* [Assigned task]: All the data should be transcribed exactly, with every line kept.

########################################

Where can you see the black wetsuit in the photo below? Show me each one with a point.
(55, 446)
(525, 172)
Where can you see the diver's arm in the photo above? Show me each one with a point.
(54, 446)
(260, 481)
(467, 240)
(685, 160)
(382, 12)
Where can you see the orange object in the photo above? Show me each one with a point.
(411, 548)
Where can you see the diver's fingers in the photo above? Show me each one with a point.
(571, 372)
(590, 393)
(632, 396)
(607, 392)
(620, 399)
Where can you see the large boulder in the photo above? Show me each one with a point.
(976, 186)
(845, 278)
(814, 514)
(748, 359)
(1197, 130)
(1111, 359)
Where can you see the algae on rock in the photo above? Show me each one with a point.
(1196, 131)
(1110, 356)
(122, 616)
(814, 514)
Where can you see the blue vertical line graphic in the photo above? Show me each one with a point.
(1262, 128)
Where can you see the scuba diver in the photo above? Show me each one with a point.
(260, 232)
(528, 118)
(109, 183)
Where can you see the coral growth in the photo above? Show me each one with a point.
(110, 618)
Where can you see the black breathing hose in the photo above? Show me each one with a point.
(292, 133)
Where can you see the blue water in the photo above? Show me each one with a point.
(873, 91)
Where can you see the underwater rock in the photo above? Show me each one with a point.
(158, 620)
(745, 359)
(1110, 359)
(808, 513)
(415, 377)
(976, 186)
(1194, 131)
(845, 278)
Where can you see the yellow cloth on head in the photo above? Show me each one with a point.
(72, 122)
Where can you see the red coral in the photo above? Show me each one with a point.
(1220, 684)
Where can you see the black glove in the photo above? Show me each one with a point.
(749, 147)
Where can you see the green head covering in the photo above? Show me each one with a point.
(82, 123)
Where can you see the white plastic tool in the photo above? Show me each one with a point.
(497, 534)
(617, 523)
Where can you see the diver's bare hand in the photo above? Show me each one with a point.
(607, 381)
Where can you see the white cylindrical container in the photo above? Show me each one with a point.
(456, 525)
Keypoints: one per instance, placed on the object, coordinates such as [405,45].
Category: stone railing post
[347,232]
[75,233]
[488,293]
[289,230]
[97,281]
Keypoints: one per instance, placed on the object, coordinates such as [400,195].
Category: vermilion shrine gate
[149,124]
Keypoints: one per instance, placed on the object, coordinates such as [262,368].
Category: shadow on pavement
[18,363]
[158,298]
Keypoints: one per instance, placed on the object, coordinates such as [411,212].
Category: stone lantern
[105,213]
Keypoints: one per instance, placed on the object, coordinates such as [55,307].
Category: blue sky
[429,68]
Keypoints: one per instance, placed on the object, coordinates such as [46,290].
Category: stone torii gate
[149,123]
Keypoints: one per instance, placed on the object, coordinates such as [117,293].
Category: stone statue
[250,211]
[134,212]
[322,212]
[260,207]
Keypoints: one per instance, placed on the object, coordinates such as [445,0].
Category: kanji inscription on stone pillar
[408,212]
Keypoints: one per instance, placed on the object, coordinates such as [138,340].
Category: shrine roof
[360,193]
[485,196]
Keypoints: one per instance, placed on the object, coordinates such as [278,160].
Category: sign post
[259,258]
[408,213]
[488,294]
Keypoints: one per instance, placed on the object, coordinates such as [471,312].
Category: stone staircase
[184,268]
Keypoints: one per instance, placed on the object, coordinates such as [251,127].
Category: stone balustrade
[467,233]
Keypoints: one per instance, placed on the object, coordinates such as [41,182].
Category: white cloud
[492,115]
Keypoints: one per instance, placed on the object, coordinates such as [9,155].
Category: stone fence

########################################

* [Your solution]:
Where can you see the black wetsuit in the photo below? Show me each one with a point.
(55, 446)
(525, 172)
Where can you see the diver's arm in the photo above? Show me each one with a point.
(54, 446)
(260, 481)
(467, 240)
(685, 160)
(382, 12)
Where can you see the orange object in the photo above? Show me each one with a point.
(411, 548)
Where can you see the diver's fingers in the photo above? Show me each one with a point.
(571, 372)
(590, 393)
(632, 396)
(607, 392)
(620, 399)
Where can you see the large boulder in the photo above? Show me each one with a point.
(976, 186)
(845, 278)
(814, 514)
(748, 359)
(1197, 130)
(1111, 359)
Where can you see the algae on rock in the photo above? Show me each one with a point.
(1196, 131)
(1110, 356)
(122, 616)
(814, 514)
Where can you see the blue vertical line graphic in the photo above? Show me each one with a point.
(1262, 128)
Where can you see the scuba diver in the photo above? Show me each one with a point.
(260, 232)
(528, 118)
(109, 183)
Where can you see the coral growth in the photo above? Show me each one with a point.
(110, 618)
Where can you see the black breathing hose in the photo above? Show me each one with a point.
(292, 133)
Where can you see the blue water in the photo above? Show me each one with a point.
(873, 91)
Where can you see the underwater rock in the photo above? Show me each one with a point.
(158, 620)
(745, 359)
(1110, 359)
(808, 513)
(415, 377)
(976, 186)
(1194, 131)
(845, 278)
Where can you see the yellow cloth on head in the photo above? Show me each one with a point.
(72, 122)
Where can you see the red coral in the photo above? Show me each one with a point.
(1220, 684)
Where can you see the black glove in the photo above? Show me each one with a point.
(749, 147)
Where can you see the green head covering in the photo above? Show me each one with a point.
(82, 123)
Where can you see the white plastic tool in the photo above? Show me each one with a point.
(497, 534)
(617, 523)
Where can you see the diver's bare hand in the photo above? Show me each one with a point.
(607, 381)
Where can you see the white cylindrical container in the photo above? Show me each one with a point.
(456, 525)
Keypoints: one per instance, placed on the object, coordinates such as [405,45].
Category: stone railing post
[347,232]
[75,233]
[488,293]
[289,230]
[97,281]
Keypoints: one per instance, placed on the object, coordinates such as [400,195].
Category: vermilion shrine gate
[149,124]
Keypoints: one per instance, placed on the object, coordinates such as [262,368].
Category: shadow on pavement
[18,363]
[158,298]
Keypoints: one per instance, placed on the object, coordinates such as [411,212].
Category: stone lantern
[105,213]
Keypoints: one per instance, placed on the object, coordinates such as [55,307].
Category: blue sky
[429,68]
Keypoints: one per instance, placed on the object, coordinates such as [46,290].
Category: stone torii gate
[149,123]
Keypoints: one per instance, placed on the object, coordinates such as [117,293].
Category: stone statue
[250,211]
[134,212]
[322,212]
[260,207]
Keypoints: one per instance, placed on the object, coordinates such as [445,0].
Category: kanji inscription on stone pillar
[408,212]
Keypoints: one per instance, placed on the object, coordinates such as [138,340].
Category: shrine roof
[360,193]
[485,196]
Keypoints: one per instance, placed on the object, coordinates such as [278,160].
Category: sign post
[259,258]
[408,213]
[488,294]
Keypoints: one per instance, placed on the object, coordinates such as [471,312].
Category: stone staircase
[184,268]
Keypoints: one per instance, placed on the object, coordinates such as [251,127].
Category: stone balustrade
[467,233]
Keypoints: one per instance, placed on the object, coordinates such as [41,182].
Category: white cloud
[492,115]
Keypoints: one per instance, placed on the object, coordinates such as [9,155].
Category: stone fence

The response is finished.